Entries provided:
start

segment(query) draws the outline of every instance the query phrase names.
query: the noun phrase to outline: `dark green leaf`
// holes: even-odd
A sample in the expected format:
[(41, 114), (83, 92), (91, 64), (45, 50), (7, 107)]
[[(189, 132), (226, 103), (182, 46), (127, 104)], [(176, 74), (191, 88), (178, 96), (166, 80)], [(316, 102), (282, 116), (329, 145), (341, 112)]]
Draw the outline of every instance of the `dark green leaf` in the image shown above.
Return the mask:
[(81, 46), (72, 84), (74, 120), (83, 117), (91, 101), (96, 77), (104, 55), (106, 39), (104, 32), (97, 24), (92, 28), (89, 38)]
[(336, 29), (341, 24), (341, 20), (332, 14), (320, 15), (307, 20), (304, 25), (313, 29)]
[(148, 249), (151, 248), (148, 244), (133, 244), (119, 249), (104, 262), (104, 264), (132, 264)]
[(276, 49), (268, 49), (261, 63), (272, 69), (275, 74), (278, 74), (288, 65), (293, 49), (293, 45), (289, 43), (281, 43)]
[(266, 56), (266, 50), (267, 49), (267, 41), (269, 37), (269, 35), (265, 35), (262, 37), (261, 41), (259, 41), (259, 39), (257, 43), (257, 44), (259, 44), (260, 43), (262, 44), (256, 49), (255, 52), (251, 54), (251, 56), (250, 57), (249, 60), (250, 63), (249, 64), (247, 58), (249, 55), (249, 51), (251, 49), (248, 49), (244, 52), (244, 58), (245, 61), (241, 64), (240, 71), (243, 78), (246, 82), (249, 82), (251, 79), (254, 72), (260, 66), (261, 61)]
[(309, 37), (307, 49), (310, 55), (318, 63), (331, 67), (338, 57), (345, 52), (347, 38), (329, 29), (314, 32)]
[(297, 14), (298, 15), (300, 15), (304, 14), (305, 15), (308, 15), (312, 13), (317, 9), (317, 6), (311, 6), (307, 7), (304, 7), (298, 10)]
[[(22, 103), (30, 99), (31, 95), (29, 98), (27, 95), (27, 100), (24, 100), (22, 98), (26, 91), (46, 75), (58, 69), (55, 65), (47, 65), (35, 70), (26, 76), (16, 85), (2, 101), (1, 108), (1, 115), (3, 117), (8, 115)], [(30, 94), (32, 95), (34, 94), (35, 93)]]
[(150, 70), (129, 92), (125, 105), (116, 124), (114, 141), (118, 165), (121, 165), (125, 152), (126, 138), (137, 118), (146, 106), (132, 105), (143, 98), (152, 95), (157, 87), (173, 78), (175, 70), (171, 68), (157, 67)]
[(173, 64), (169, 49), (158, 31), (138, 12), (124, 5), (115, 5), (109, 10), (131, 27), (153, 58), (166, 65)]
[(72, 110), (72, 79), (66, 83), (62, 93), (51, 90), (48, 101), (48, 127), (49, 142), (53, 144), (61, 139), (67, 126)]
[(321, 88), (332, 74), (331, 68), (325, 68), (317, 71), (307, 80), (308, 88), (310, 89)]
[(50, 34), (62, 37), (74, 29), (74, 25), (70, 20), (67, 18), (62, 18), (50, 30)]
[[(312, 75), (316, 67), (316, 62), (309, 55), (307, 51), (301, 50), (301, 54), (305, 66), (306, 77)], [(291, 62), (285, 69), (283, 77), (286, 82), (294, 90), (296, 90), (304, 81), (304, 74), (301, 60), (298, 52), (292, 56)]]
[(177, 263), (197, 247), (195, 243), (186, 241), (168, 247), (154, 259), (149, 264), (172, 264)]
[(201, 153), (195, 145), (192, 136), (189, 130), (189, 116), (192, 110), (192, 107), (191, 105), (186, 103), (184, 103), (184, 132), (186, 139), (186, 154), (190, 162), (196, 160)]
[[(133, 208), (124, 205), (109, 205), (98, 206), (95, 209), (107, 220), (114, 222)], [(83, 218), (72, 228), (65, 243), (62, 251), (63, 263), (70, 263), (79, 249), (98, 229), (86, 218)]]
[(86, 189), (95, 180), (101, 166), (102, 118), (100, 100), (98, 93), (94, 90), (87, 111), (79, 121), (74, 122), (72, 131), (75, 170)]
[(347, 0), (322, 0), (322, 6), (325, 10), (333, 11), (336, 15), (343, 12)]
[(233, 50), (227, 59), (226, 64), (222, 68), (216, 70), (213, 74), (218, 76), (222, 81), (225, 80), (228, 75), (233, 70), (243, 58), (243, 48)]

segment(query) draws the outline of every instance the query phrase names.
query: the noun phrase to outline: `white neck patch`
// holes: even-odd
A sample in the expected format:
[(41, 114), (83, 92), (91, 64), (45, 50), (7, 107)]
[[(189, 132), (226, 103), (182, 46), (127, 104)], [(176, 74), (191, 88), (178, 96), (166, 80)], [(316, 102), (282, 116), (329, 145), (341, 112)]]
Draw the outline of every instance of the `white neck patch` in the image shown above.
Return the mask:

end

Set problem:
Update the records above by replacing "noun phrase" with "descriptive phrase" wherever it appears, and reproduce them with everything else unchanged.

The answer:
segment(query) draws the outline of every instance the query phrase names.
query: the descriptive phrase to outline: `dark green leaf`
// holes: even-odd
A sample in the expected format:
[(41, 114), (83, 92), (91, 64), (45, 50), (7, 107)]
[[(189, 132), (226, 103), (182, 46), (127, 104)], [(176, 74), (191, 88), (178, 96), (166, 80)], [(316, 102), (282, 116), (329, 145), (341, 112)]]
Draw the outline of every instance of the `dark green leaf` in the image shown above.
Return the mask:
[(81, 46), (72, 84), (74, 120), (83, 117), (91, 101), (96, 77), (104, 55), (106, 39), (104, 32), (97, 24), (92, 28), (89, 38)]
[(336, 29), (341, 24), (341, 20), (332, 14), (320, 15), (307, 20), (304, 25), (313, 29)]
[(148, 249), (151, 248), (148, 244), (133, 244), (119, 249), (104, 262), (104, 264), (132, 264)]
[(276, 49), (268, 49), (261, 63), (272, 69), (275, 74), (278, 74), (288, 65), (293, 49), (293, 45), (289, 43), (281, 43)]
[(266, 56), (266, 50), (267, 49), (267, 41), (269, 37), (269, 35), (265, 35), (262, 37), (261, 41), (259, 41), (259, 39), (257, 43), (257, 44), (259, 44), (260, 43), (262, 44), (256, 49), (255, 52), (251, 54), (251, 56), (250, 57), (249, 60), (250, 63), (249, 64), (247, 58), (249, 55), (249, 51), (251, 49), (248, 49), (244, 52), (244, 58), (245, 61), (241, 64), (240, 71), (243, 78), (246, 82), (249, 82), (251, 79), (254, 72), (260, 66), (261, 61)]
[(309, 37), (307, 49), (310, 55), (318, 63), (331, 67), (338, 57), (345, 52), (347, 38), (329, 29), (314, 32)]
[(297, 14), (298, 15), (300, 15), (304, 14), (305, 15), (308, 15), (312, 13), (317, 9), (317, 6), (311, 6), (307, 7), (304, 7), (298, 10)]
[[(22, 103), (30, 99), (31, 95), (29, 98), (27, 95), (27, 100), (24, 100), (22, 98), (26, 91), (46, 75), (58, 69), (55, 65), (47, 65), (35, 70), (26, 76), (16, 85), (2, 101), (1, 108), (1, 115), (3, 117), (8, 115)], [(30, 94), (32, 95), (34, 94), (35, 93)]]
[(150, 70), (129, 92), (125, 105), (116, 124), (114, 141), (118, 165), (121, 165), (125, 152), (126, 138), (137, 118), (146, 106), (132, 105), (143, 98), (152, 95), (157, 87), (173, 78), (175, 70), (171, 68), (157, 67)]
[(173, 64), (169, 49), (158, 31), (138, 12), (124, 5), (115, 5), (109, 10), (131, 27), (153, 58), (166, 65)]
[(72, 110), (72, 79), (66, 83), (62, 93), (51, 90), (48, 101), (48, 127), (49, 142), (53, 144), (61, 139), (67, 126)]
[(321, 88), (332, 74), (331, 68), (325, 68), (317, 71), (307, 80), (308, 88), (310, 89)]
[(50, 34), (62, 37), (74, 29), (74, 25), (70, 20), (67, 18), (62, 18), (50, 30)]
[[(312, 75), (316, 67), (316, 62), (309, 55), (307, 51), (301, 50), (301, 54), (305, 66), (306, 77)], [(291, 62), (285, 69), (283, 77), (286, 82), (294, 90), (296, 90), (304, 81), (304, 74), (301, 60), (298, 52), (292, 56)]]
[(177, 263), (197, 247), (195, 243), (186, 241), (168, 247), (154, 259), (149, 264), (172, 264)]
[(201, 153), (195, 145), (192, 136), (189, 130), (189, 116), (192, 110), (192, 107), (191, 105), (186, 103), (184, 103), (184, 132), (186, 139), (186, 154), (190, 162), (196, 160)]
[[(133, 208), (124, 205), (109, 205), (98, 206), (95, 209), (107, 220), (114, 222)], [(83, 218), (72, 228), (65, 243), (62, 251), (63, 263), (70, 263), (79, 249), (98, 229), (86, 218)]]
[(86, 189), (95, 180), (101, 166), (102, 118), (100, 100), (98, 93), (94, 90), (87, 111), (79, 121), (74, 122), (72, 131), (75, 170)]
[(347, 0), (322, 0), (322, 6), (325, 10), (333, 11), (336, 15), (343, 12)]
[(233, 50), (227, 59), (226, 64), (222, 68), (216, 70), (213, 74), (218, 76), (222, 81), (225, 80), (228, 75), (233, 70), (243, 58), (243, 48)]

segment(query) draws the outline of every instance the query phrase names.
query: the descriptive phrase to outline: `white neck patch`
// holes: even-odd
A sample in the expected format:
[(41, 114), (83, 92), (91, 64), (45, 50), (7, 107)]
[[(189, 132), (226, 103), (182, 46), (127, 104)], [(176, 74), (191, 88), (178, 96), (166, 80)], [(316, 102), (282, 116), (329, 145), (341, 112)]]
Draw the outline of every instance of the `white neck patch` in the image shown above.
Return the mask:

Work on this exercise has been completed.